Your objective
In the passage on model risk and AI risk management, which regulation is described as an AI governance framework applied to a financial center?

Selected text
* begin *
Where the same artefact falls under both, coordinate the documentation so that the same evidence satisfies both frameworks rather than being produced twice. A model validation report that also addresses explainability requirements and documents the human oversight workflow is more useful than two separate documents that cover the same ground partially.
Invest in tooling that supports both. A system registry that captures both models and broader AI systems, with fields for risk tier, DPIA status, oversight documentation, and last review date, is more useful than two separate inventories maintained by different teams.
And pay attention to the regulatory direction of travel. MRM frameworks are being updated to address AI specifically. SR 11-7 guidance is under review. DIFC Regulation 10 is explicitly an AI governance framework applied to a financial centre. The gap between the two disciplines is narrowing at the regulatory level, which means organisations that can manage them in an integrated way will be better positioned as requirements converge.
The Summary
Model risk management is a validation and control discipline focused on quantitative models: does the model work correctly, is it being used as intended, and is its performance being monitored over time?
AI risk management is broader. It covers the full range of risks that arise from using AI systems: not just whether they produce accurate outputs, but whether they cause harm, violate privacy, operate without adequate human oversight, or make decisions that cannot be explained or challenged.
* end *
(Photo-based point-labeling data)
* begin *
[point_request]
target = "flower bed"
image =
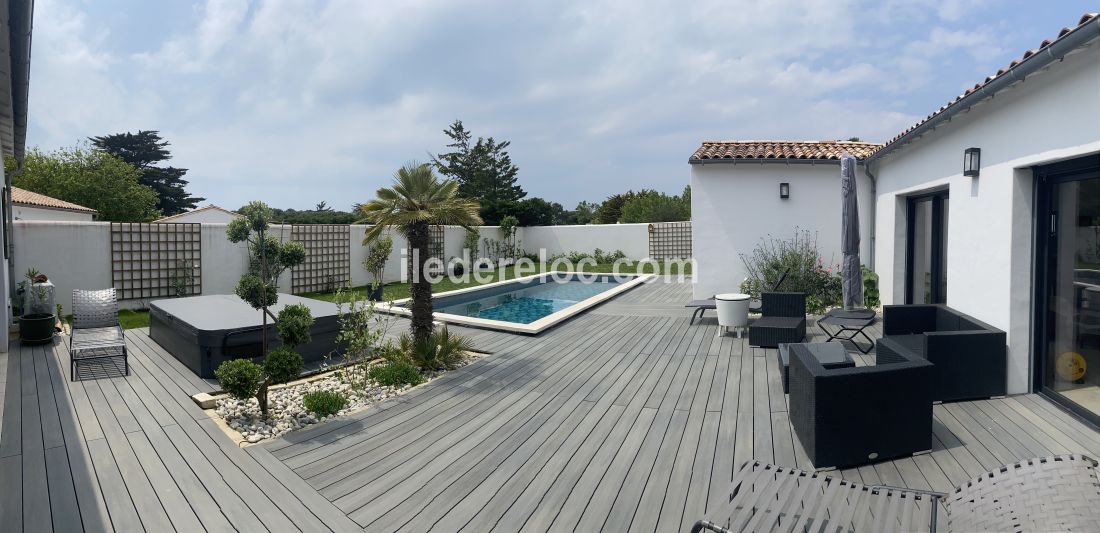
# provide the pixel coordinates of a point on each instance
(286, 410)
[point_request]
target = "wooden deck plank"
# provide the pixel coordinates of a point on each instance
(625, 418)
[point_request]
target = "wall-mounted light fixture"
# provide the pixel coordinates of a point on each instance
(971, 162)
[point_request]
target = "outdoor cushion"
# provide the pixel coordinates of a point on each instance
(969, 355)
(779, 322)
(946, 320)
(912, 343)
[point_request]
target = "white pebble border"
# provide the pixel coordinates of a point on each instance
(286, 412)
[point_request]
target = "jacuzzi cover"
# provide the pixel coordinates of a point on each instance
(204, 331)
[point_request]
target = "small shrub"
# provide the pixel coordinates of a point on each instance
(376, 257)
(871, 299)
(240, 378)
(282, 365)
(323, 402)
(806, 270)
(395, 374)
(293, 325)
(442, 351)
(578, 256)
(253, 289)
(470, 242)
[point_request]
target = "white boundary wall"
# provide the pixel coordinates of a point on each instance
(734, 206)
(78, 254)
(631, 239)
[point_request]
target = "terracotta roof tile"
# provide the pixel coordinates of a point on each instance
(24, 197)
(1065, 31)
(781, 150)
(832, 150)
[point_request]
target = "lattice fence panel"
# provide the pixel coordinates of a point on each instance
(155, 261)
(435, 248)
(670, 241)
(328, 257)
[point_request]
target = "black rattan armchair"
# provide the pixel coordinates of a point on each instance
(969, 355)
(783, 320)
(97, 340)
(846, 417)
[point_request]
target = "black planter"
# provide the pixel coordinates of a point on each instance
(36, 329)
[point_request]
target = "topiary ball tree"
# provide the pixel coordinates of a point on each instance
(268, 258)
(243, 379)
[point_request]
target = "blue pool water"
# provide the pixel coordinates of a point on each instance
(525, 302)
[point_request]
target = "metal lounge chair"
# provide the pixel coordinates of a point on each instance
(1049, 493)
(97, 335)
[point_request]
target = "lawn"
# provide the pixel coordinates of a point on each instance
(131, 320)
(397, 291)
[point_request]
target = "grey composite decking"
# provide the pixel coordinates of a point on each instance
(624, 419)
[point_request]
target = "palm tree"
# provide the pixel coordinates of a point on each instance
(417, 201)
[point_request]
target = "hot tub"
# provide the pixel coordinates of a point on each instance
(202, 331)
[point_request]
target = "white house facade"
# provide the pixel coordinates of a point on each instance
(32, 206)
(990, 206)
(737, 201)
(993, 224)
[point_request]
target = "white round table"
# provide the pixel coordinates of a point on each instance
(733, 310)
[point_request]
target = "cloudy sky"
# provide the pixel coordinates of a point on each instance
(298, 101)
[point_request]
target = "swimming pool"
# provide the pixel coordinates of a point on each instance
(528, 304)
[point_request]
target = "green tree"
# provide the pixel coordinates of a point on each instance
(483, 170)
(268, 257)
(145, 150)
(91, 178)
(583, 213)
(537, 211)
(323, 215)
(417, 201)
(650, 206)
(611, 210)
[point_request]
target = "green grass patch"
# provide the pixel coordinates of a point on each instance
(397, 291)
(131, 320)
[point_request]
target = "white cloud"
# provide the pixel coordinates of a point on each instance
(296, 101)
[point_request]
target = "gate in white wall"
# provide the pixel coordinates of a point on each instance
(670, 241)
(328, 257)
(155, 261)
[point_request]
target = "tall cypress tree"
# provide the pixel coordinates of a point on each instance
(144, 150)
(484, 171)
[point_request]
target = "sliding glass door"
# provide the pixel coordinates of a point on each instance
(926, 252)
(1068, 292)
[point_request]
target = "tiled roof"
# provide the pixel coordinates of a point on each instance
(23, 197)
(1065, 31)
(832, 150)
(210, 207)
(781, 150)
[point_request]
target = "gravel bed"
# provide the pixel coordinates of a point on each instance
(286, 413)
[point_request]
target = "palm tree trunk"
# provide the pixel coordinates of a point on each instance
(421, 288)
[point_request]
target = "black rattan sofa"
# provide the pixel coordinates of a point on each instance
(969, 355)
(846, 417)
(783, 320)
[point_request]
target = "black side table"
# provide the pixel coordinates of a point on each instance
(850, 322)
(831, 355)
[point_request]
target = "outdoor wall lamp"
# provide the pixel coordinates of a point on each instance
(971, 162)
* end *
Full answer
DIFC Regulation 10